▶ _EXERCISE INSTRUCTIONS_
Please repeat, from the entries that follow, the lines from the one containing "For every instance of the chrome" through the one containing "For every instance of the green grass, the" exactly, adding nothing.

▶ _PROVIDED MATERIAL_

== Segment start ==

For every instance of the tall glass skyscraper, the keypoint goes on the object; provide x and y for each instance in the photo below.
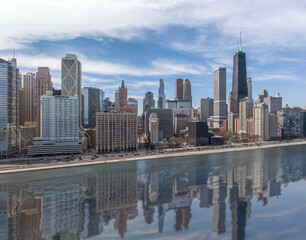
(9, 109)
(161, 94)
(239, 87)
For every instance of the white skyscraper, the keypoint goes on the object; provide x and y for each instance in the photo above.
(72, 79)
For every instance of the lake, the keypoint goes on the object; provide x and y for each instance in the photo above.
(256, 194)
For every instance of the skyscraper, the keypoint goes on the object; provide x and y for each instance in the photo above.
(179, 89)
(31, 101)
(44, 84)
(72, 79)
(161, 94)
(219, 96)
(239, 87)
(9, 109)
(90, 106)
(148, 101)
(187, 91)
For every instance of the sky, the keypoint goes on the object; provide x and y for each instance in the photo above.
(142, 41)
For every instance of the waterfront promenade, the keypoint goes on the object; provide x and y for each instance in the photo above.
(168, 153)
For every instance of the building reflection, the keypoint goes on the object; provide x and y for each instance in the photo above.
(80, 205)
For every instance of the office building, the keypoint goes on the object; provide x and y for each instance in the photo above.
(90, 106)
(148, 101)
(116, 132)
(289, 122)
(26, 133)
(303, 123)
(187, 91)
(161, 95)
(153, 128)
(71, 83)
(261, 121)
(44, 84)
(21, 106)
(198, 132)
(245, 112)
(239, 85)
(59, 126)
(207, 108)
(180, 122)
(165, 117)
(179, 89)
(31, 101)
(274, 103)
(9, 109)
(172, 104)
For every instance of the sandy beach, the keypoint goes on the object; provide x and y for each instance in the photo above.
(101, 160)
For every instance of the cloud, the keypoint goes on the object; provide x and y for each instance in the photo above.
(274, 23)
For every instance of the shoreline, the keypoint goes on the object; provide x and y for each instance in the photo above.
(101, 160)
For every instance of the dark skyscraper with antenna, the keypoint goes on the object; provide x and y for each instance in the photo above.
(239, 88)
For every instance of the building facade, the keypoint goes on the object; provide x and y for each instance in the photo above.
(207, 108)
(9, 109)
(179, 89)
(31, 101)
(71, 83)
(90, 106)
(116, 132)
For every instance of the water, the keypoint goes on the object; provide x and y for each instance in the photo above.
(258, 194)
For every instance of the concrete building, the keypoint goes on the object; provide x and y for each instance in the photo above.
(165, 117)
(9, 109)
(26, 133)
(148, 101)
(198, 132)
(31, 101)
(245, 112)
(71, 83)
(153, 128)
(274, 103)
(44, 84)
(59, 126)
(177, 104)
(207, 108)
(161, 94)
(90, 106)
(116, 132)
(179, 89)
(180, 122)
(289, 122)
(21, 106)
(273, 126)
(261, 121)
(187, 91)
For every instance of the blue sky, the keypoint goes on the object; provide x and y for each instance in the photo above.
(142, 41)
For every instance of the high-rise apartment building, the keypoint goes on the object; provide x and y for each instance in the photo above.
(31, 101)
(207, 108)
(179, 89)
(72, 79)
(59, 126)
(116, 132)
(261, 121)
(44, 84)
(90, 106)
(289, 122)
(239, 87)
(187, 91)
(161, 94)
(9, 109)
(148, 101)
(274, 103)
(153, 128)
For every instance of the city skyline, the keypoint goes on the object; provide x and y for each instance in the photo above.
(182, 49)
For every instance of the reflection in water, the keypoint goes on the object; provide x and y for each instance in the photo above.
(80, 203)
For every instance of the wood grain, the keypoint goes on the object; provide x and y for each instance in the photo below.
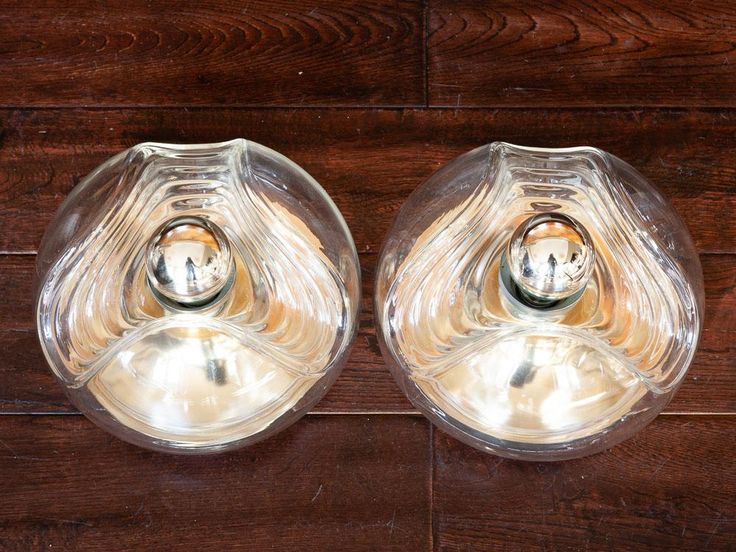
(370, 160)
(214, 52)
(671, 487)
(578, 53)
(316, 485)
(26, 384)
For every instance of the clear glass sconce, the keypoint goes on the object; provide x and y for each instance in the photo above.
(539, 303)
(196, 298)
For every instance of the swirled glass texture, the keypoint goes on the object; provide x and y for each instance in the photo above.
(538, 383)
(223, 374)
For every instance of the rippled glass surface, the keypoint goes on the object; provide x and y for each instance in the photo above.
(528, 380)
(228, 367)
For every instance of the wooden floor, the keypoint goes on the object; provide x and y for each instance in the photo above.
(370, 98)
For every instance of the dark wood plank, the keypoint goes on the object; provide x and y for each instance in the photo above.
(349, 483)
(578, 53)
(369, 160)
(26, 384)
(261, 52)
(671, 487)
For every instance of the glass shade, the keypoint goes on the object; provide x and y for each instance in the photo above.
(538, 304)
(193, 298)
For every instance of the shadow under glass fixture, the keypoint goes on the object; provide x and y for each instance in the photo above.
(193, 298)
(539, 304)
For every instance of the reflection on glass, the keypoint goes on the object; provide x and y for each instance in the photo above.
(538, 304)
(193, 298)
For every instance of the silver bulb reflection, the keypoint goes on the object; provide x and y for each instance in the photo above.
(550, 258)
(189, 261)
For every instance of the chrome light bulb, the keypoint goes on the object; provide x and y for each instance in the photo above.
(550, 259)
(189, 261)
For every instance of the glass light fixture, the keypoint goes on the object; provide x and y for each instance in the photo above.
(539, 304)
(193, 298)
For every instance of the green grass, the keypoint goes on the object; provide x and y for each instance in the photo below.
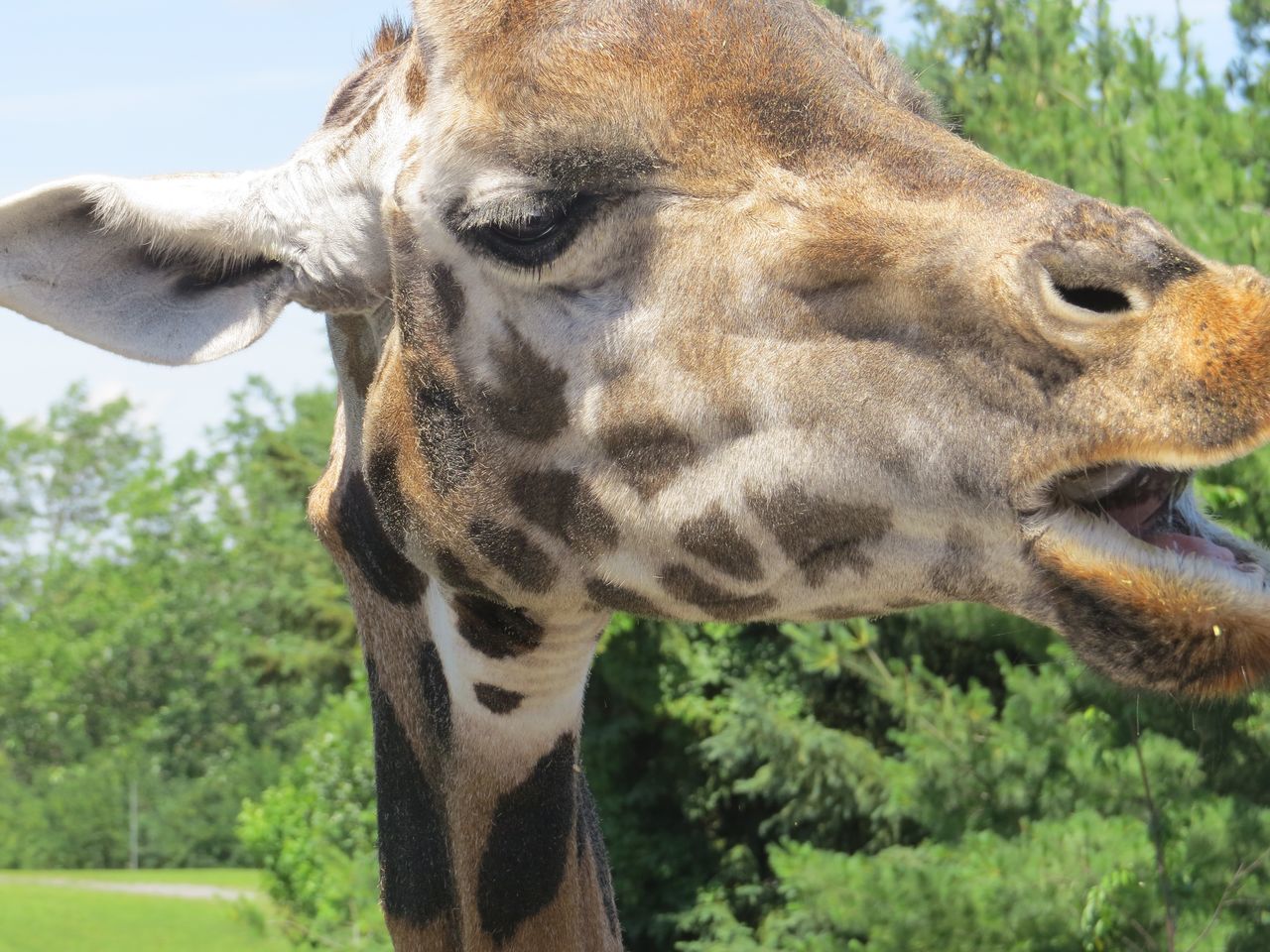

== Segment end ==
== Segment start ==

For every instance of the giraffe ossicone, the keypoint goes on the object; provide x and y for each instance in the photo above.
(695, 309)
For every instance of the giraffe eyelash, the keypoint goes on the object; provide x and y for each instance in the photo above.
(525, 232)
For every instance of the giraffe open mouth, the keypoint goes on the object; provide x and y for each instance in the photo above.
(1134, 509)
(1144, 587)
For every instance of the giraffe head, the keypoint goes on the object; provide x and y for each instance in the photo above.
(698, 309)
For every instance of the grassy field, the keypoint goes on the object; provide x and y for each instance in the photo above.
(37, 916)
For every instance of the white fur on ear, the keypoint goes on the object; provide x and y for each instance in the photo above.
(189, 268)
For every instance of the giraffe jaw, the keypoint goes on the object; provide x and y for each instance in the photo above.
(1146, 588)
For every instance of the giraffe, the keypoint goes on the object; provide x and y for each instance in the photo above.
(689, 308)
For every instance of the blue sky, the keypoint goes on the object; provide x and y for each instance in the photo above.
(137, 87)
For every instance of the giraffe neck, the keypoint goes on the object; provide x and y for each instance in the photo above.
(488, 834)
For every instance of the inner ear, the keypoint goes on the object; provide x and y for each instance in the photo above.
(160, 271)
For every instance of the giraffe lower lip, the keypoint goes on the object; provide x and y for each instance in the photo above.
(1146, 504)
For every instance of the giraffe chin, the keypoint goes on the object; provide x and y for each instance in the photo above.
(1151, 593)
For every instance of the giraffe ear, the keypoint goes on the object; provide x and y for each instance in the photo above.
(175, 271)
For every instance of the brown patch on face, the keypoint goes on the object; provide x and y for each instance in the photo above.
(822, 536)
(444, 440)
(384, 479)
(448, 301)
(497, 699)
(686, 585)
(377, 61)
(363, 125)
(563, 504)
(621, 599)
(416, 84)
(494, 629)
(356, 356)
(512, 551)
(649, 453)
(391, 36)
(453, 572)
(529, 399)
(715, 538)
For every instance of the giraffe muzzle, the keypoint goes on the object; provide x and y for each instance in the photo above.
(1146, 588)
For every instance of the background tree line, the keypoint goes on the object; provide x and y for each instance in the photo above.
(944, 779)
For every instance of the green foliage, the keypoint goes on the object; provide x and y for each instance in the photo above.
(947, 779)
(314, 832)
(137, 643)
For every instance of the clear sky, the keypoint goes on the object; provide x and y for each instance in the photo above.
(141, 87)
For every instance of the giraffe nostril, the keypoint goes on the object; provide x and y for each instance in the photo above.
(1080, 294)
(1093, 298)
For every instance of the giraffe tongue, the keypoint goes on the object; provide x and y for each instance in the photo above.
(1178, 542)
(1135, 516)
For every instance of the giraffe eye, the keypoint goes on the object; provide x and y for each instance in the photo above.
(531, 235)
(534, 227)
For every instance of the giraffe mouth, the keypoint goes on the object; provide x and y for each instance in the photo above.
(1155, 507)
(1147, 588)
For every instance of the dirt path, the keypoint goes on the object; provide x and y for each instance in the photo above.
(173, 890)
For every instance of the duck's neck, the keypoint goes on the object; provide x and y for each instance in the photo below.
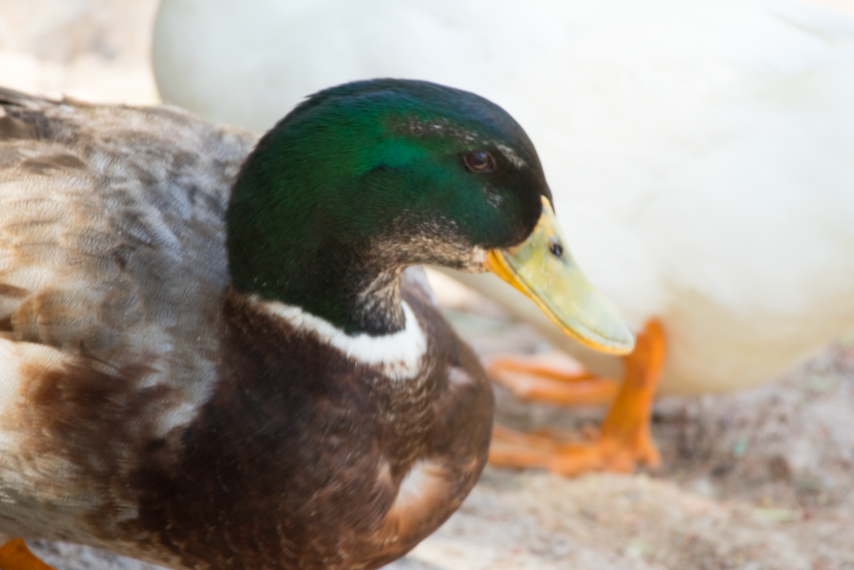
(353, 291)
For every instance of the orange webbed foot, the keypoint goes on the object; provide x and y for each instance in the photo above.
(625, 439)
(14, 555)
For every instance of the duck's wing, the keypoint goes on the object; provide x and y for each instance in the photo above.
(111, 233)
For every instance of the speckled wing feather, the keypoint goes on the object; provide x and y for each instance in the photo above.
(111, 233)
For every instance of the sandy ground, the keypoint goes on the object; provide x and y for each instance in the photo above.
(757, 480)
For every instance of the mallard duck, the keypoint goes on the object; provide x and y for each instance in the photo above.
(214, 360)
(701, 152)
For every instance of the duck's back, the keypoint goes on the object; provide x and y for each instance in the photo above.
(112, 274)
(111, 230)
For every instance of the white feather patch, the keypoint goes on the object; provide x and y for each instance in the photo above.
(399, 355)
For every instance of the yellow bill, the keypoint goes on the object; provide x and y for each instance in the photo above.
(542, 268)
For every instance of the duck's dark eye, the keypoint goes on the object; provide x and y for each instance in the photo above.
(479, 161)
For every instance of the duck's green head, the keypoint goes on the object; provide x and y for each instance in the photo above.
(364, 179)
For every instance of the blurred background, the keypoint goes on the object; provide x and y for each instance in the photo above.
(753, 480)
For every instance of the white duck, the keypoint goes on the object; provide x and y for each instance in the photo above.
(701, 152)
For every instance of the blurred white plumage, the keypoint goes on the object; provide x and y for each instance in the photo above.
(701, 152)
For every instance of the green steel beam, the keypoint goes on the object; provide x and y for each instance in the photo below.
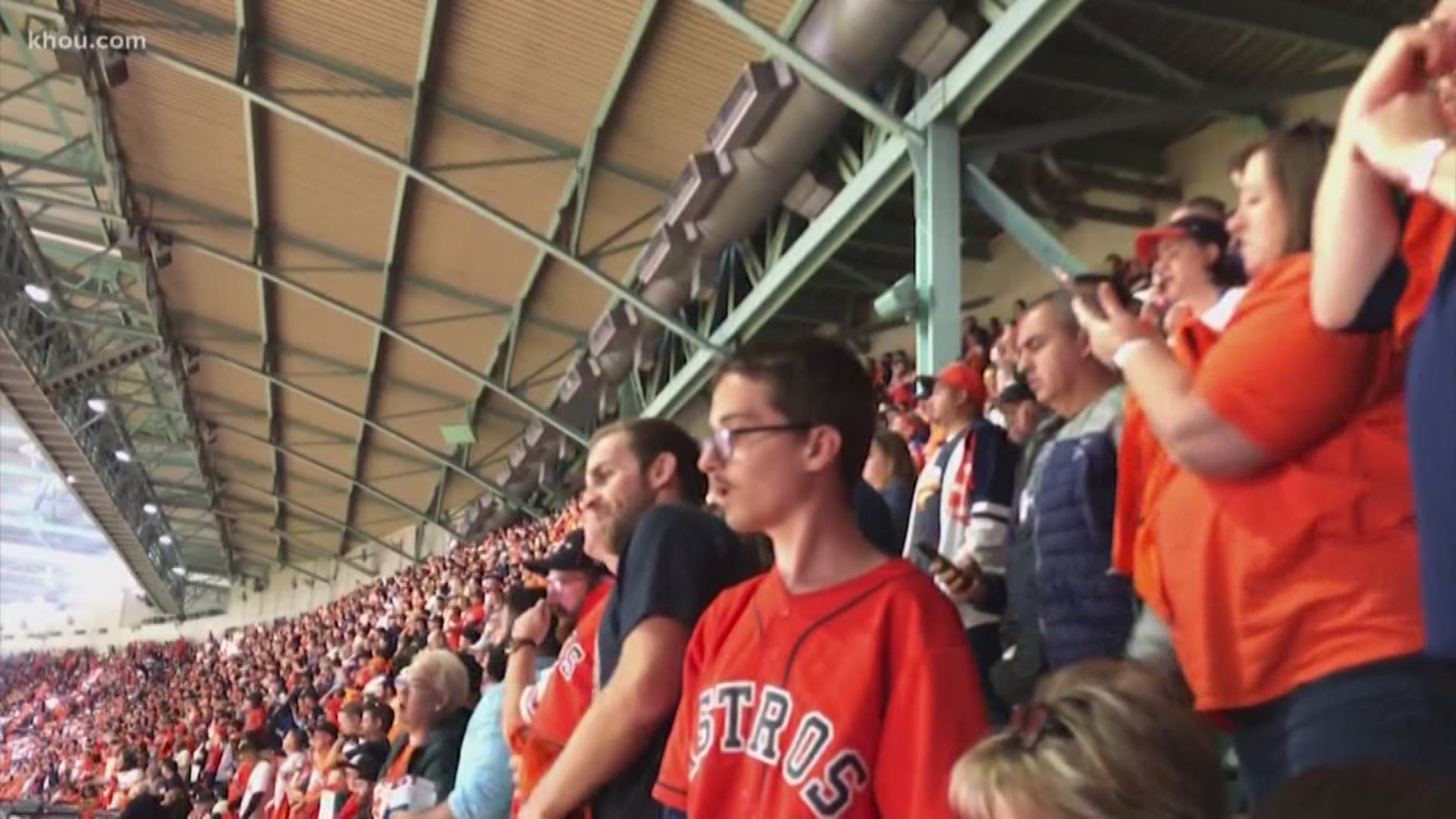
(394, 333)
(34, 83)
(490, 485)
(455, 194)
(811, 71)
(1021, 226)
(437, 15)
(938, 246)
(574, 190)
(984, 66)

== Segment end ==

▶ _WRITTEN ANSWER_
For every instance of the chrome light bulb, the keypoint goes on the object; provide x and y for each instance in the photo above.
(550, 259)
(189, 261)
For every instance of the glass light fixture, the keypoint goes on the object; provide x and y for each instance in the photo above.
(539, 304)
(193, 298)
For every instance of the green grass, the keypoint goes on the object; provide x and y for each instance in the photo below.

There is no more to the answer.